_EXERCISE DIRECTIONS_: Locate every line in the items that contains the string "MultiPolygon", and copy each of those lines in full.

## Start LISTING

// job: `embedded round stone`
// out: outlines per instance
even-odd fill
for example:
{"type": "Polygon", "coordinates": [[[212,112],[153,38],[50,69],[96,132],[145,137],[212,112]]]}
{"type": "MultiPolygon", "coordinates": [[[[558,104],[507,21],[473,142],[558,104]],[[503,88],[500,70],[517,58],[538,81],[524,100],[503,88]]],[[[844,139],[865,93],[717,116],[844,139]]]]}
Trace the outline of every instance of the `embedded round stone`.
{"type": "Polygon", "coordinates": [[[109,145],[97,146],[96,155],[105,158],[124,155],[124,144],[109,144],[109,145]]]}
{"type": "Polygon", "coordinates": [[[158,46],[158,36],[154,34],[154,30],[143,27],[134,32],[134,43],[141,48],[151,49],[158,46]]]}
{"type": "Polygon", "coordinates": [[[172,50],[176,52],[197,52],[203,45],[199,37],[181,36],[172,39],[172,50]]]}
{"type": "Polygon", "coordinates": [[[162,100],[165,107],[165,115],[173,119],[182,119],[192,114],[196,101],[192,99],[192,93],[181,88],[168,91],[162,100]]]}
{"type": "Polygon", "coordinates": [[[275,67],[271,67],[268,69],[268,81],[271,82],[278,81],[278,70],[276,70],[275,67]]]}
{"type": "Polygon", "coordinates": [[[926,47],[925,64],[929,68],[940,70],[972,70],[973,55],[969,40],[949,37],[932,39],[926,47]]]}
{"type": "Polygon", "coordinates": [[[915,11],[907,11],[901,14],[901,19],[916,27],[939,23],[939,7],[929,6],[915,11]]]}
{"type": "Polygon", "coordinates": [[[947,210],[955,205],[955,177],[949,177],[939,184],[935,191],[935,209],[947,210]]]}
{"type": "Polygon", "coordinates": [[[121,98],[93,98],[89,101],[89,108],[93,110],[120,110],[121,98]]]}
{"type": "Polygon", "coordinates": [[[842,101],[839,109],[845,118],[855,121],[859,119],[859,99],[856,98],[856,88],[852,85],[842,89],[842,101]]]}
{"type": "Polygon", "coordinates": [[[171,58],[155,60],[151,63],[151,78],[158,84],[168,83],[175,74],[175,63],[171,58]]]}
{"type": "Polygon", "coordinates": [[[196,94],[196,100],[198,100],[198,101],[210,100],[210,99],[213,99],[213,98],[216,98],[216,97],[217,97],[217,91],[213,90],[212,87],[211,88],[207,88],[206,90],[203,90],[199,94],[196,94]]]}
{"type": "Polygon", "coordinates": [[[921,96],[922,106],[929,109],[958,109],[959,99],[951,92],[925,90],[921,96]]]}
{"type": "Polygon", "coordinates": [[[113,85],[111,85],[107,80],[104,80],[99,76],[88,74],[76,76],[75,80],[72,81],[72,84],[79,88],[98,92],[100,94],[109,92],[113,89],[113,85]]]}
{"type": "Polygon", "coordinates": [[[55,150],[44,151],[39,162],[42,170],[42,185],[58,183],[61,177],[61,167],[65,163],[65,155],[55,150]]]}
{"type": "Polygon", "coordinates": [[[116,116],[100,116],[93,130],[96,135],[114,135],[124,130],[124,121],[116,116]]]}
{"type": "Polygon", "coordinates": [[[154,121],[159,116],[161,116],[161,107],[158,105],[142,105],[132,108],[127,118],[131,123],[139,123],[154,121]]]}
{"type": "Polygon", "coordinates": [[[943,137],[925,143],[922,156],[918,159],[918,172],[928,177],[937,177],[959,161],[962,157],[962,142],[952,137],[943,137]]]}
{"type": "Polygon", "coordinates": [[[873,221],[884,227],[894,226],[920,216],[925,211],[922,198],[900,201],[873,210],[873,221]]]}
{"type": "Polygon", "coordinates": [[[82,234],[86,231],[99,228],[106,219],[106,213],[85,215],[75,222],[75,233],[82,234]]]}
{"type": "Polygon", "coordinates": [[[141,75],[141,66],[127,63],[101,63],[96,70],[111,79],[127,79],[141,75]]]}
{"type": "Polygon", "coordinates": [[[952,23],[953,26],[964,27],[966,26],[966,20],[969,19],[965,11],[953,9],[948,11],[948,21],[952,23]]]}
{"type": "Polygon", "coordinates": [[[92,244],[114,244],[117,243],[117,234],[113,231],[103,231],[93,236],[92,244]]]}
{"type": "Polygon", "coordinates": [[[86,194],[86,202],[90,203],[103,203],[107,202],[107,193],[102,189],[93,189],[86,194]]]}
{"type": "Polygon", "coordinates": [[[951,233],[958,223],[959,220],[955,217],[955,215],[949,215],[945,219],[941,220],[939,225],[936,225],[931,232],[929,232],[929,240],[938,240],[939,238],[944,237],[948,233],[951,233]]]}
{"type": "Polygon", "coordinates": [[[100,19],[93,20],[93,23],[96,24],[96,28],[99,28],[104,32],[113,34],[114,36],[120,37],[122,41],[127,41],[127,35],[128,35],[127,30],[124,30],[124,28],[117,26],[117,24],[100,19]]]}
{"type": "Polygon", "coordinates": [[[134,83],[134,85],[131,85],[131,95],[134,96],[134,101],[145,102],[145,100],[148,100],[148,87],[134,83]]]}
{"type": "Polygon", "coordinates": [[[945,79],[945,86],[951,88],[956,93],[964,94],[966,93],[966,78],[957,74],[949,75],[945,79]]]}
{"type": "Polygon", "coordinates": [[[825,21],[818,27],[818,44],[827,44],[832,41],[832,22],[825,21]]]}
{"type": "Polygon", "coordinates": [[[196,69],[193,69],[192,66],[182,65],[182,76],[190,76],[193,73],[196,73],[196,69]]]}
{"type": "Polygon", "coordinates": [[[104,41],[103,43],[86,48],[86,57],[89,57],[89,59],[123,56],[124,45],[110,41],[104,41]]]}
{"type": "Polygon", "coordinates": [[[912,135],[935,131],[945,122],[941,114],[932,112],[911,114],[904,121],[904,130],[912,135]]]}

## End LISTING
## Start LISTING

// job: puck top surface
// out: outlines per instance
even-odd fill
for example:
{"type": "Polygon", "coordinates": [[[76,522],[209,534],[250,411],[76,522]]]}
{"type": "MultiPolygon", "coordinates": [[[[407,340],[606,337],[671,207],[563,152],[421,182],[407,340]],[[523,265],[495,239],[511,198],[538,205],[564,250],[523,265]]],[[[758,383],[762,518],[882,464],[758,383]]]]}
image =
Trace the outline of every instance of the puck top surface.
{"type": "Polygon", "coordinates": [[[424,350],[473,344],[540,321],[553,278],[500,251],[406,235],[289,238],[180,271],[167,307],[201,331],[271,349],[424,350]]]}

## End LISTING

_SOLUTION TO THE PROBLEM_:
{"type": "MultiPolygon", "coordinates": [[[[558,104],[507,21],[473,142],[558,104]],[[503,88],[500,70],[517,58],[538,81],[524,100],[503,88]]],[[[844,139],[865,93],[717,116],[844,139]]]]}
{"type": "MultiPolygon", "coordinates": [[[[407,340],[606,337],[671,207],[563,152],[421,182],[407,340]],[[523,265],[495,239],[511,198],[538,205],[564,250],[523,265]]],[[[758,383],[762,518],[882,464],[758,383]]]]}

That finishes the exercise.